Consequences rarely fix carelessness. Consequences only work when there is a decision not to do something, ie non-compliance. Only when a person is willfully negligent does the idea of consequences factor into their reasoning. Otherwise it's incompetence, a training issue.

Doing add unnecessary additional administrative burden to already overworked troops. Make it EASY for them to do their job correctly.


----------



## Fishbone Jones (12 Jan 2014)

RADOPSIGOPACISSOP said:
			
		

> Consequences rarely fix carelessness. Consequences only work when there is a decision not to do something, ie non-compliance. Only when a person is willfully negligent does the idea of consequences factor into their reasoning. Otherwise it's incompetence, a training issue.
> 
> Doing add unnecessary additional administrative burden to already overworked troops. Make it EASY for them to do their job correctly.



You, obviously, have no idea who you're responding to with this post.


----------



## Edward Campbell (12 Jan 2014)

RADOPSIGOPACISSOP said:
			
		

> Consequences rarely fix carelessness. Consequences only work when there is a decision not to do something, ie non-compliance. Only when a person is willfully negligent does the idea of consequences factor into their reasoning. Otherwise it's incompetence, a training issue.
> 
> Doing add unnecessary additional administrative burden to already overworked troops. Make it EASY for them to do their job correctly.

▶ Things to do:
1. Translate this sentence from the forum thread into Spanish: "Consequences rarely fix carelessness."
2. Output the part of the forum thread starting with "## Fishbone Jones" and going on through "with this post.".
3. In the forum thread, what is carelessness called when a person is not willfully negligent?
These items come from a different source than the forum thread.

Extracted records

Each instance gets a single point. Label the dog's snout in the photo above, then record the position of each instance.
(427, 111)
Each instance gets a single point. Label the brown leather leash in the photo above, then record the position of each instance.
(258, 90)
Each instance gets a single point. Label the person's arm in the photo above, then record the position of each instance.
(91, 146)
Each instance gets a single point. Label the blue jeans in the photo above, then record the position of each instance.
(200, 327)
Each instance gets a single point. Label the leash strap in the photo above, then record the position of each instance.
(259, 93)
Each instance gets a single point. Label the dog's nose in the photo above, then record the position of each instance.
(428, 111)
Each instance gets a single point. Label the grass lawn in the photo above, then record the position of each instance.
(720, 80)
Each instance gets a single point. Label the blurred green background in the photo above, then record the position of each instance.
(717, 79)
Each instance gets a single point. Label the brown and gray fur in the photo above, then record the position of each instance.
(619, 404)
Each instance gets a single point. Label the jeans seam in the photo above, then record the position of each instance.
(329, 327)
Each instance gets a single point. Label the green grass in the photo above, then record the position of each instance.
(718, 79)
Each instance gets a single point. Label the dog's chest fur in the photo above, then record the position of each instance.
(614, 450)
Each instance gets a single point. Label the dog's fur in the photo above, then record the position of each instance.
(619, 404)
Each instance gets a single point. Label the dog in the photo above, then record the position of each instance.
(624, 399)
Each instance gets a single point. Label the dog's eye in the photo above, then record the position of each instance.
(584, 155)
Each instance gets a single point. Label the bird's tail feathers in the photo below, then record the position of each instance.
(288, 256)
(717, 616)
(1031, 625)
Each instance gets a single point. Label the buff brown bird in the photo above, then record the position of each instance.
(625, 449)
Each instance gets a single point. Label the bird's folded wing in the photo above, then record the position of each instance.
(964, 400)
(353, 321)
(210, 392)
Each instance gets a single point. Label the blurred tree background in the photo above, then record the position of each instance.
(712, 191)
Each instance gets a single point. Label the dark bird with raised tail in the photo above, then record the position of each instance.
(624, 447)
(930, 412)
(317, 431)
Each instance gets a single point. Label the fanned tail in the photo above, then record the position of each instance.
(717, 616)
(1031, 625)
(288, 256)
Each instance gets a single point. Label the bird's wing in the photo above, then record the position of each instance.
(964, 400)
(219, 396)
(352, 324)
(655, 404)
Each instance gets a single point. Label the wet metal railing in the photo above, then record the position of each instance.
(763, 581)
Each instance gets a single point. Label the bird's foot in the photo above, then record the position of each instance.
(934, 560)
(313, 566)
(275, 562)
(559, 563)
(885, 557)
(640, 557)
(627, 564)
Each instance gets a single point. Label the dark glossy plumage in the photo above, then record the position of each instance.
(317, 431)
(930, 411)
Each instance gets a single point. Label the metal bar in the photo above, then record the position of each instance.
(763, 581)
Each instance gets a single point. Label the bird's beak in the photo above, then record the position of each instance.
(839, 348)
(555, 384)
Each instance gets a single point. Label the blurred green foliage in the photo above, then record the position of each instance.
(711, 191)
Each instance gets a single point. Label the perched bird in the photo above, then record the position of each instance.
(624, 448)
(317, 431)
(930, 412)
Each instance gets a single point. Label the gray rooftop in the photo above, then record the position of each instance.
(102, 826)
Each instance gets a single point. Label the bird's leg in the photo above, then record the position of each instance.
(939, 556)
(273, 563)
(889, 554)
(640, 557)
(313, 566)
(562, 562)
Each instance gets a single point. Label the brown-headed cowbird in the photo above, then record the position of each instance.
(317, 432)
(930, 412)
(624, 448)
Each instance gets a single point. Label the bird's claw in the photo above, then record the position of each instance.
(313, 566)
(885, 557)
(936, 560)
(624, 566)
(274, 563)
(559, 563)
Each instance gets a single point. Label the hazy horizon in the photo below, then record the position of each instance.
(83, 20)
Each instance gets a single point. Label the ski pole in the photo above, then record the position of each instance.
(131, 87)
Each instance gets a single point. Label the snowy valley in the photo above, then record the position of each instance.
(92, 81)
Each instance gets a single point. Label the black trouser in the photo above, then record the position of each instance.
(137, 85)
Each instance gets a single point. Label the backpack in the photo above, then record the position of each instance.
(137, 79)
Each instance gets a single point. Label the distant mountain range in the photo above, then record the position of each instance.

==

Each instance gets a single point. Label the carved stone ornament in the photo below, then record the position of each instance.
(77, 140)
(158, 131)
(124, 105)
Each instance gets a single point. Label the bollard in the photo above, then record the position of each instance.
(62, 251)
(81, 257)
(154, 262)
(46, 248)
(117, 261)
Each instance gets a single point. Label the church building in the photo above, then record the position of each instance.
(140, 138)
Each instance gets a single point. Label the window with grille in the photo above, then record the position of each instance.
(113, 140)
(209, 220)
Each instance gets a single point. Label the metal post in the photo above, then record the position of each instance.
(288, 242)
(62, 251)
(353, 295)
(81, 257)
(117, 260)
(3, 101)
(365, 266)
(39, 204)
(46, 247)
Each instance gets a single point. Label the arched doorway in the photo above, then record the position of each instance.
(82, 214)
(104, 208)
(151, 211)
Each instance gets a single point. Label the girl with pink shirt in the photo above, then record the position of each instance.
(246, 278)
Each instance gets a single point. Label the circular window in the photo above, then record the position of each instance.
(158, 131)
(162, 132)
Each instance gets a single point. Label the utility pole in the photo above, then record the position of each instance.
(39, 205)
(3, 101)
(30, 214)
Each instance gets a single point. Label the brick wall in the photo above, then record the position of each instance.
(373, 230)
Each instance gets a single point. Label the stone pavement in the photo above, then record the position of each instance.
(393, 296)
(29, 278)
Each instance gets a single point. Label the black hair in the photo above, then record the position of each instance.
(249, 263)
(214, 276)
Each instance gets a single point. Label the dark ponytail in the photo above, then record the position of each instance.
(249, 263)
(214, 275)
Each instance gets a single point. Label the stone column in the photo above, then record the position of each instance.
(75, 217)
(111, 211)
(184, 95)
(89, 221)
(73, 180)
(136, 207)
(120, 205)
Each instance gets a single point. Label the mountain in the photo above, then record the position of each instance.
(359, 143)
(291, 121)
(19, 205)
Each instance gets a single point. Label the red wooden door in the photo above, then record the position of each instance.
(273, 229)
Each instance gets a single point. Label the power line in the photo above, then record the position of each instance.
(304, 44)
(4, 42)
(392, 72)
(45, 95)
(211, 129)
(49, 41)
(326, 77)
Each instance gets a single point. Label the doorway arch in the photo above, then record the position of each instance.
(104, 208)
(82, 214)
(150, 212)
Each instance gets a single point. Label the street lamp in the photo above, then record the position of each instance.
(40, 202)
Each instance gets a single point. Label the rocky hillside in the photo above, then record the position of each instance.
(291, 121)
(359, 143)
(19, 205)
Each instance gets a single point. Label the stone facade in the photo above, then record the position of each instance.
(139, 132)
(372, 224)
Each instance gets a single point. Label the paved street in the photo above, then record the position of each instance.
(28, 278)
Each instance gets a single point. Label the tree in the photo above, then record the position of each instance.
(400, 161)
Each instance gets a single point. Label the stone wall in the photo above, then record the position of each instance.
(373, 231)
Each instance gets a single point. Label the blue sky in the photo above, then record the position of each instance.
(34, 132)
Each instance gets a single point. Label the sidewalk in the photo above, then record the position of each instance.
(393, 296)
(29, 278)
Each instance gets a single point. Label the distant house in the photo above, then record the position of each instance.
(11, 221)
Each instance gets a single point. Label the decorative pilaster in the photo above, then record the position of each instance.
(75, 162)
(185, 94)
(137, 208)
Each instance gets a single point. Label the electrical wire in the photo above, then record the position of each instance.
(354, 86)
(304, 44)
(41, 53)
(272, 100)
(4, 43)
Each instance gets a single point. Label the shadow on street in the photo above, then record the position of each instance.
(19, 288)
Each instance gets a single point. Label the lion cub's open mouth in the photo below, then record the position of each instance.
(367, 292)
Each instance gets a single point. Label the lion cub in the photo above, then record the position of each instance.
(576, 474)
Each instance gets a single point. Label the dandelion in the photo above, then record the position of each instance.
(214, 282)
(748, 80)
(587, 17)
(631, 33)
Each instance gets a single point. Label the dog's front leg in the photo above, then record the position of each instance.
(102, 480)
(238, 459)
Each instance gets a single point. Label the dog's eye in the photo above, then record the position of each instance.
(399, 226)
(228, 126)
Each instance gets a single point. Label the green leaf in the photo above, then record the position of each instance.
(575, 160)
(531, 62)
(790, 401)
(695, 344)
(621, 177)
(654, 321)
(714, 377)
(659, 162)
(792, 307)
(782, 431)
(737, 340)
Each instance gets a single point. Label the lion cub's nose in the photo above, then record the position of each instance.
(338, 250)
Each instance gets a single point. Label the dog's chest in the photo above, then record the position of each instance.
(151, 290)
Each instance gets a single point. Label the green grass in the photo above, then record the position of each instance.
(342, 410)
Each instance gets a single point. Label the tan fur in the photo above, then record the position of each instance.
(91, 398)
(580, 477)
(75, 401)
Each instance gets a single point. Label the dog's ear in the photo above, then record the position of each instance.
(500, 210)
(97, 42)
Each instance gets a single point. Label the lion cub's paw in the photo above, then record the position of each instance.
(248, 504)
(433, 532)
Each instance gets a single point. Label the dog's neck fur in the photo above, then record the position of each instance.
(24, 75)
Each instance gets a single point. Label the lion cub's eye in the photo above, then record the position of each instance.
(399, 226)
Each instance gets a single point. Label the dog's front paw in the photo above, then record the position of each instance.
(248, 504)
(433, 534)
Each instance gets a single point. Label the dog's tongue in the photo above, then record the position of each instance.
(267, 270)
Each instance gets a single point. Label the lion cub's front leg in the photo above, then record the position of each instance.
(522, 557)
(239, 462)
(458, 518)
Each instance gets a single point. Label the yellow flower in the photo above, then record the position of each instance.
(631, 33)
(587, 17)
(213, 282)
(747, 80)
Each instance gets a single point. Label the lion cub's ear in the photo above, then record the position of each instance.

▶ Full solutions:
1. Las consecuencias rara vez corrigen el descuido.

2.
## Fishbone Jones (12 Jan 2014)

RADOPSIGOPACISSOP said:
			
		

> Consequences rarely fix carelessness. Consequences only work when there is a decision not to do something, ie non-compliance. Only when a person is willfully negligent does the idea of consequences factor into their reasoning. Otherwise it's incompetence, a training issue.
> 
> Doing add unnecessary additional administrative burden to already overworked troops. Make it EASY for them to do their job correctly.



You, obviously, have no idea who you're responding to with this post.

3. Incompetence, a training issue.